> _WHAT IS EXPECTED_: I need the records below restated word for word, without their pictures.

> _Stored data entries_:
+ + + +

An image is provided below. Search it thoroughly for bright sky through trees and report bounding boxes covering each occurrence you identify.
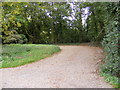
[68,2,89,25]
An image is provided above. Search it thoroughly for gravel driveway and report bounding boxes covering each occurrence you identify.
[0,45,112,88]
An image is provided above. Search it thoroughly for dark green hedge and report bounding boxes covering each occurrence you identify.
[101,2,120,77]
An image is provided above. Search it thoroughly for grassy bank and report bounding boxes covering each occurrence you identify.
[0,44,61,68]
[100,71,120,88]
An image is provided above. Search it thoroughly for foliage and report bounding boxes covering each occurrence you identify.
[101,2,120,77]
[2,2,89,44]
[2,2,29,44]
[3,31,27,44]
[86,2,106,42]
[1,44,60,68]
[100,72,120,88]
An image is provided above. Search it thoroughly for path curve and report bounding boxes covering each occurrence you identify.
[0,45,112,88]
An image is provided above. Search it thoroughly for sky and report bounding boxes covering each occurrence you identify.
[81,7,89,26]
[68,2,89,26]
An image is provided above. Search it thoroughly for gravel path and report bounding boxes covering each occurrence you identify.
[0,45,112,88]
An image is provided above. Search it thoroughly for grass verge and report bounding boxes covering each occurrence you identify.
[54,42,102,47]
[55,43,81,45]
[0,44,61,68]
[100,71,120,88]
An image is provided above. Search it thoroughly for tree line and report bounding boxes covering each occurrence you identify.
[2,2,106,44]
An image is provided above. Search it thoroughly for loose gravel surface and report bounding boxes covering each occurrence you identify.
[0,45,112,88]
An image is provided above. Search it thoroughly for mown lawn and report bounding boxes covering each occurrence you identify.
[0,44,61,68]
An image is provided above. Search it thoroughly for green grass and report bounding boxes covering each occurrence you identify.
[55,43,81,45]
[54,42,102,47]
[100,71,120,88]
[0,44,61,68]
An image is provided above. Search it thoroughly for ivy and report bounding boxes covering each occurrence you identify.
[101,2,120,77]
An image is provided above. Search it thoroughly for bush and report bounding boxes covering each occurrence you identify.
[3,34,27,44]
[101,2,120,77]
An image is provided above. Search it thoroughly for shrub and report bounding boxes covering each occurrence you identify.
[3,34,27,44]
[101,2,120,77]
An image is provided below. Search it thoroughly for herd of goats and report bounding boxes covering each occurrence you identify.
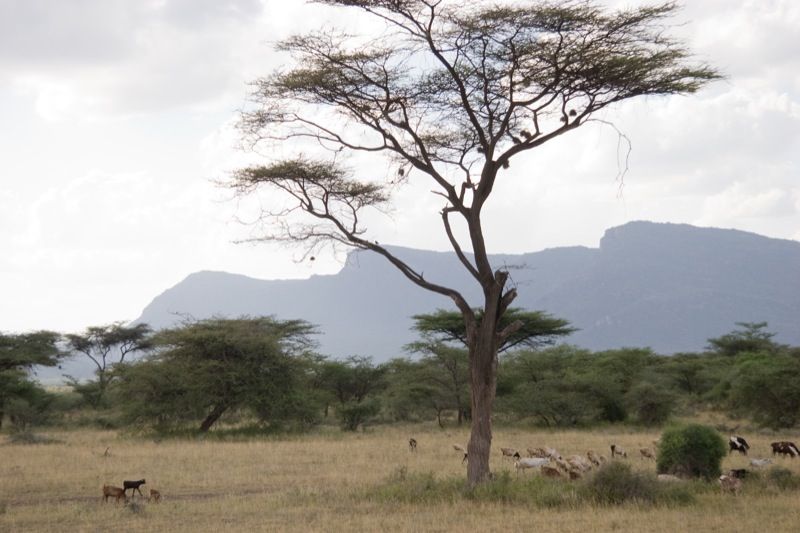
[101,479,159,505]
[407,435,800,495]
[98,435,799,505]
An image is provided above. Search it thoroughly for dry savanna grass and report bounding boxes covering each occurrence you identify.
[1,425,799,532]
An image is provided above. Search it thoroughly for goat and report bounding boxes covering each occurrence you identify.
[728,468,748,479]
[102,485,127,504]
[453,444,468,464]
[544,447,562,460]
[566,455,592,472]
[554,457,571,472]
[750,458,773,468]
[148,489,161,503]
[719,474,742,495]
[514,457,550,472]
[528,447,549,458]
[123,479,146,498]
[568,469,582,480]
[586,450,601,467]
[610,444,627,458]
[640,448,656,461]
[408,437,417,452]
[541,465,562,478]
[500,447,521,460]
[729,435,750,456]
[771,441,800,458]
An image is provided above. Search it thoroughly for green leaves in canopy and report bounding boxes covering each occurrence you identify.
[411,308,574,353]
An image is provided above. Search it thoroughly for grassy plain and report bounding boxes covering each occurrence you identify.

+ + + +

> _EXERCISE ANSWER_:
An image is provided below. Search it thoroughly for bright sky through trees and report bounding boxes covering each occurrence you identify.
[68,2,89,25]
An image is provided above. Search it thoroughly for gravel driveway and report bounding boxes covering each occurrence you identify.
[0,45,112,88]
An image is provided above. Search it thoroughly for dark green hedge and report bounding boxes covering each occurrence you identify.
[101,2,120,77]
An image is provided above. Search it thoroughly for grassy bank and report bounding boxes covering each occurrence you identify.
[0,44,61,68]
[100,71,120,88]
An image is provided above. Search it thoroughly for foliage and report bounding boxes covering each occurrence you identify.
[101,2,120,77]
[2,2,89,44]
[2,2,29,44]
[3,31,27,44]
[86,2,106,42]
[1,44,60,68]
[100,72,120,88]
An image is provided above. Search it thoroughly for path curve and report bounding boxes covering each occurrence you identify.
[0,45,112,88]
An image is provided above. Search it thoroughly for sky and report bounding boxes covering each occurrence you identify.
[81,7,89,26]
[68,2,89,26]
An image is provided above. Search it thoroughly for gravel path and report bounding boxes covering each occurrence you identify.
[0,45,112,88]
An image is provided above. Search it thoroughly for grass verge and report bounding boxes covering each occurrence you identify.
[54,42,102,47]
[55,43,81,45]
[0,44,61,68]
[100,71,120,88]
An image is provided above. Search it thoroughly for tree line and report bounding boxes covering each occurrence you identify.
[2,2,106,44]
An image is provided above. Search it thoroughly for loose gravel surface and report bounding boxes covering each occurrence you identify.
[0,45,112,88]
An image is provided above. Search it thoroughly for mown lawn and report bounding boxes covering each occurrence you identify.
[0,44,61,68]
An image is provided above. Search it thoroughly for green grass and report bounding boxes covering each occurrence you identify.
[55,43,81,45]
[54,42,102,47]
[100,71,120,88]
[0,44,61,68]
An image is provided above. Search it thoroughly for ivy and report bounding boxes covering each occurrence you identify.
[101,2,120,77]
An image is provided above. Search it thoroughly for bush and report bounding boxes covering each occurrence you identify.
[3,34,27,44]
[101,2,120,77]
An image is provided above. Search it thoroughly for shrub and report bounding boxes covering each occurrence you identify.
[3,34,27,44]
[101,2,120,77]
An image is provided below. Search it thoroughly for herd of goats and report bounding boxes covering each occurrence you identify.
[101,479,159,505]
[407,435,800,495]
[98,435,799,505]
An image is provided above. Search it thoroughly for dry savanna grass and report bounding boxes covering each occurrence you identify.
[1,425,799,532]
An image is provided above. Search it thoroughly for goat and report bounding boxes covering each occurrence you identify.
[728,468,748,479]
[102,485,127,504]
[453,444,468,464]
[544,447,562,460]
[566,455,592,472]
[554,457,571,472]
[750,458,773,468]
[148,489,161,503]
[719,474,742,495]
[514,457,550,472]
[528,447,549,458]
[123,479,146,498]
[568,469,582,480]
[586,450,601,467]
[610,444,627,458]
[640,448,656,461]
[408,437,417,452]
[541,465,562,478]
[500,447,521,460]
[729,435,750,456]
[771,441,800,458]
An image is provided above. Search it thoroughly for green leaves in canopy and report bounding boxes covering each occurrence you identify.
[411,308,574,353]
An image is provided above. Search it thoroughly for grassy plain and report bounding boxes covering each occurrence you identify.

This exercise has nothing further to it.